MATERIAL PROVIDED Start Marker
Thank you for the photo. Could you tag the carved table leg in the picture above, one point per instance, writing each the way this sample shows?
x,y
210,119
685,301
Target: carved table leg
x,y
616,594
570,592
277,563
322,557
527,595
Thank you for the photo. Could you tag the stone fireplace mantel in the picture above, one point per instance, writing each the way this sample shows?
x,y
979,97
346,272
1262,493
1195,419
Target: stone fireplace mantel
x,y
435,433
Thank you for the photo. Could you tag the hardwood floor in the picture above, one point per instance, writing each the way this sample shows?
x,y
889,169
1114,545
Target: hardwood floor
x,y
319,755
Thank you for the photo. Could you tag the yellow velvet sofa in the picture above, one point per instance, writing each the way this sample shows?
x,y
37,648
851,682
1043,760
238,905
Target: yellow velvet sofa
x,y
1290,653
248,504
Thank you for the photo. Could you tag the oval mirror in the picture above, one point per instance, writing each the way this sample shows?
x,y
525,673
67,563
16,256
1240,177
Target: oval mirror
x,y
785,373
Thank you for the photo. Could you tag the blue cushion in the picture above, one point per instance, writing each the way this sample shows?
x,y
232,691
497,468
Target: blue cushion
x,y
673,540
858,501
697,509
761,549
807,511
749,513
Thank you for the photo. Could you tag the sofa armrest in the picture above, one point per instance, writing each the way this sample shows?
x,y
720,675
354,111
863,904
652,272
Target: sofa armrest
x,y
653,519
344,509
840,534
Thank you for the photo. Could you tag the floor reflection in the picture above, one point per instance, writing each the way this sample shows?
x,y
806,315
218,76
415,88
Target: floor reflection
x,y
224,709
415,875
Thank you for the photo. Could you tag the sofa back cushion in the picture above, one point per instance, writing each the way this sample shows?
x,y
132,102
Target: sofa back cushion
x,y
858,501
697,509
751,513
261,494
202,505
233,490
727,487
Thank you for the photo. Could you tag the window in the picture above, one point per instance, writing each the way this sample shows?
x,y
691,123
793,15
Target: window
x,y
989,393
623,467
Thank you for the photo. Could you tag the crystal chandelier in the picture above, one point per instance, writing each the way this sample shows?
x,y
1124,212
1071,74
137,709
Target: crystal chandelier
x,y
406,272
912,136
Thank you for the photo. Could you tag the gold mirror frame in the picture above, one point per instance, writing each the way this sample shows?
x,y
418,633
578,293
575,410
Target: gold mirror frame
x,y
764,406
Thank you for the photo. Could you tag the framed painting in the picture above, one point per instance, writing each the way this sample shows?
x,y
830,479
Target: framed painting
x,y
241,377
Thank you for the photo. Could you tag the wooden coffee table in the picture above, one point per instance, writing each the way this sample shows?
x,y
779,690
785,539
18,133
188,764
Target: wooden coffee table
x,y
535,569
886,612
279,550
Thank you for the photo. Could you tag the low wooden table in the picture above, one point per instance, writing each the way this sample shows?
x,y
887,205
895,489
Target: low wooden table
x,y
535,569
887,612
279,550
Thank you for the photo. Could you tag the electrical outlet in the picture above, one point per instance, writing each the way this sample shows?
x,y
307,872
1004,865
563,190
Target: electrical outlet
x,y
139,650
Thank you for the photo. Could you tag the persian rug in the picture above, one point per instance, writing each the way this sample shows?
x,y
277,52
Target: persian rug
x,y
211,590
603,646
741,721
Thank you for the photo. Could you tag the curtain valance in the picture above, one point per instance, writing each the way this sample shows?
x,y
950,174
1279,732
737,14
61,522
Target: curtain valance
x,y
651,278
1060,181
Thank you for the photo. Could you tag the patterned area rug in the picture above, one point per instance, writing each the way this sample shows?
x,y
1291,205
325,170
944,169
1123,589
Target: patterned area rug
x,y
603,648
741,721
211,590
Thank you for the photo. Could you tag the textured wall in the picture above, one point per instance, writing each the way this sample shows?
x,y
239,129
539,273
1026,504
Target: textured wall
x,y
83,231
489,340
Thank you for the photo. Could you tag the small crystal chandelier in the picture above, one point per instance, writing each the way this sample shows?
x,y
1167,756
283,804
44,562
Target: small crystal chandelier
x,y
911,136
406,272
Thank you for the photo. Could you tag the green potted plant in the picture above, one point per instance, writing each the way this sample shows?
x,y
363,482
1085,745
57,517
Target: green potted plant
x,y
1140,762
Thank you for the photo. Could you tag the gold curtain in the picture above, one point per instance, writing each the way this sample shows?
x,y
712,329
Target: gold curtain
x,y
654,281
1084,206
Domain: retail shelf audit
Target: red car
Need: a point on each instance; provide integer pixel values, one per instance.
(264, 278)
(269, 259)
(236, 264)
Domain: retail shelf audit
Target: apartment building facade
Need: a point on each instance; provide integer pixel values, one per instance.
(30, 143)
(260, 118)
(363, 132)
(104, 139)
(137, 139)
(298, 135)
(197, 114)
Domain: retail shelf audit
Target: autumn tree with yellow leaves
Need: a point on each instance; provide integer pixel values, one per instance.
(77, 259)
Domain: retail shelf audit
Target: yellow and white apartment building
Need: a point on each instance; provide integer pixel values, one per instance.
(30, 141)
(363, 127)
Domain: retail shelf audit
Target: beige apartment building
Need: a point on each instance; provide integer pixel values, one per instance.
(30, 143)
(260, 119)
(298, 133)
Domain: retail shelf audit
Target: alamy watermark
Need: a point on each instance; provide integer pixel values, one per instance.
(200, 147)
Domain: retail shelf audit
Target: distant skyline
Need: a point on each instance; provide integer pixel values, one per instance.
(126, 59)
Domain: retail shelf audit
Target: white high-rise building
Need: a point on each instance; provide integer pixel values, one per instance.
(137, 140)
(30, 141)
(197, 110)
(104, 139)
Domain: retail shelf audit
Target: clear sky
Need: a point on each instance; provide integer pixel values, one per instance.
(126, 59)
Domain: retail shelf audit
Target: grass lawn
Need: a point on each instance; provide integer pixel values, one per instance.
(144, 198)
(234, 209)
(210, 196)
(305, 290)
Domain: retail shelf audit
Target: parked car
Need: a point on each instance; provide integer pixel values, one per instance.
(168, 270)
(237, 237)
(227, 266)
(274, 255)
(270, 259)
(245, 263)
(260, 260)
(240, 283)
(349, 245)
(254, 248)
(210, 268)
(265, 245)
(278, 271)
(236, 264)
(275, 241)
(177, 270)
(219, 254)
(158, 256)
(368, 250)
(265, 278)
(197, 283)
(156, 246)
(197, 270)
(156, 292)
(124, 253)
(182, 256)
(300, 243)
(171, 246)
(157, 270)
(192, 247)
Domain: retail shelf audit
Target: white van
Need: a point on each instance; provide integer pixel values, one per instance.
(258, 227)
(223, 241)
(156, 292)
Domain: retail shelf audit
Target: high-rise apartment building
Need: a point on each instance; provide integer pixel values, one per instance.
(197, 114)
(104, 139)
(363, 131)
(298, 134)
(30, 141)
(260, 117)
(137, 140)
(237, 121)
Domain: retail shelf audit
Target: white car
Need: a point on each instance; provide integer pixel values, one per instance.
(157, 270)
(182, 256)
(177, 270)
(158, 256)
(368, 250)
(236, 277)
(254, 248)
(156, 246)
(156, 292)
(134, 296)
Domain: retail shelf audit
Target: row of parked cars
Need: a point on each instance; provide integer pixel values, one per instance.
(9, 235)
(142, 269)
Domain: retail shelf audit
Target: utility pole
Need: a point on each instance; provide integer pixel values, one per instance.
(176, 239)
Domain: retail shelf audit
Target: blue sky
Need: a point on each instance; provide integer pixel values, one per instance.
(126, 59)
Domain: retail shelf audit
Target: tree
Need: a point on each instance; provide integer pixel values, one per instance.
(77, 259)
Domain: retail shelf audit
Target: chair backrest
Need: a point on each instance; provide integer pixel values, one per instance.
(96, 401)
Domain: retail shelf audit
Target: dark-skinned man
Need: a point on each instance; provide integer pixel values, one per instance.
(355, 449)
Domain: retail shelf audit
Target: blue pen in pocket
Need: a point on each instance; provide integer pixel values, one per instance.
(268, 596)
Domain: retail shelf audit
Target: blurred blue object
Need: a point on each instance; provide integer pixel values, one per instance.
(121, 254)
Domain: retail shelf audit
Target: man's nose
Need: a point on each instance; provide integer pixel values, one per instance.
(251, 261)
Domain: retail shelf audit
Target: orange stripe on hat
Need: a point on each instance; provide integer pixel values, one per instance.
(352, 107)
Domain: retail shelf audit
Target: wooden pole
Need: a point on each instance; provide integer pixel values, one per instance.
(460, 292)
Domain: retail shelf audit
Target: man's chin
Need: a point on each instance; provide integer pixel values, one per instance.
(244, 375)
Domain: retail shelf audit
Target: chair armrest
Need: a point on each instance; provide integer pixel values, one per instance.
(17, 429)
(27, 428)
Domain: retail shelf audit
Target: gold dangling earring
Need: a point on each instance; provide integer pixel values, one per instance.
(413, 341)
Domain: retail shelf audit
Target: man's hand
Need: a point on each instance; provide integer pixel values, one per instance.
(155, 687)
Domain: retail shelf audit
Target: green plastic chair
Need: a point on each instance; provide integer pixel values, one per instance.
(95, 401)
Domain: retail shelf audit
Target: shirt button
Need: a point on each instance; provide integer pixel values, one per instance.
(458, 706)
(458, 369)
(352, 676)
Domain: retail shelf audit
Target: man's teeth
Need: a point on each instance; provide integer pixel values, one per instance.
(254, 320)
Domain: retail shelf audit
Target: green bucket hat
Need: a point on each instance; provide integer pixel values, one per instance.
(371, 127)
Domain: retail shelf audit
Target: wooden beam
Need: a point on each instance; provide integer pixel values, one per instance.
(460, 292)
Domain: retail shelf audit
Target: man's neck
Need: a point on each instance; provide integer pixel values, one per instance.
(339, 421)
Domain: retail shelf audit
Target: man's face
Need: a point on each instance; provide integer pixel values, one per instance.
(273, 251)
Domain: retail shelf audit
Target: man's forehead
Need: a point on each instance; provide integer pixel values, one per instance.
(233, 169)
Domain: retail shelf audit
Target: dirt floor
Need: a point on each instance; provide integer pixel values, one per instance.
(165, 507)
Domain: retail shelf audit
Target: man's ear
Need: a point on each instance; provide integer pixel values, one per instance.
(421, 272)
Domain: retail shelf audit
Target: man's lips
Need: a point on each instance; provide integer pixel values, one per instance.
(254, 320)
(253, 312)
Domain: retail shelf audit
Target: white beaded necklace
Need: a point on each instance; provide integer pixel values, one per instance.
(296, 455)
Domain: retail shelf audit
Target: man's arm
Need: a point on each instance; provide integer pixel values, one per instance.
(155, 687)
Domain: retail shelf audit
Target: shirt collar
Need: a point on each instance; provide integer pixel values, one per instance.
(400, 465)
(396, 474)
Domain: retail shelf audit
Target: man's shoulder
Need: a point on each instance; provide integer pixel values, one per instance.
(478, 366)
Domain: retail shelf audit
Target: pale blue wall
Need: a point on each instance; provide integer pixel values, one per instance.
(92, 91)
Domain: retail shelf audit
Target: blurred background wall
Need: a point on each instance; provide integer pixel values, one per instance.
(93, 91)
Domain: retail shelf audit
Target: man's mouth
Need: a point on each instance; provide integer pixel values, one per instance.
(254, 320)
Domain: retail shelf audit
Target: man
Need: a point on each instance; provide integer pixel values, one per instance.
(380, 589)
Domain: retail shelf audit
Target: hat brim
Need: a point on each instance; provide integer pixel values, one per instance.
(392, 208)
MATERIAL PROVIDED End Marker
▶ PROBLEM TO WORK ON: Filter the entries down to the lines that hold "parked". Copy those lines.

▶ OUTPUT FOR THIS EXERCISE:
Target: parked car
Target: row of parked cars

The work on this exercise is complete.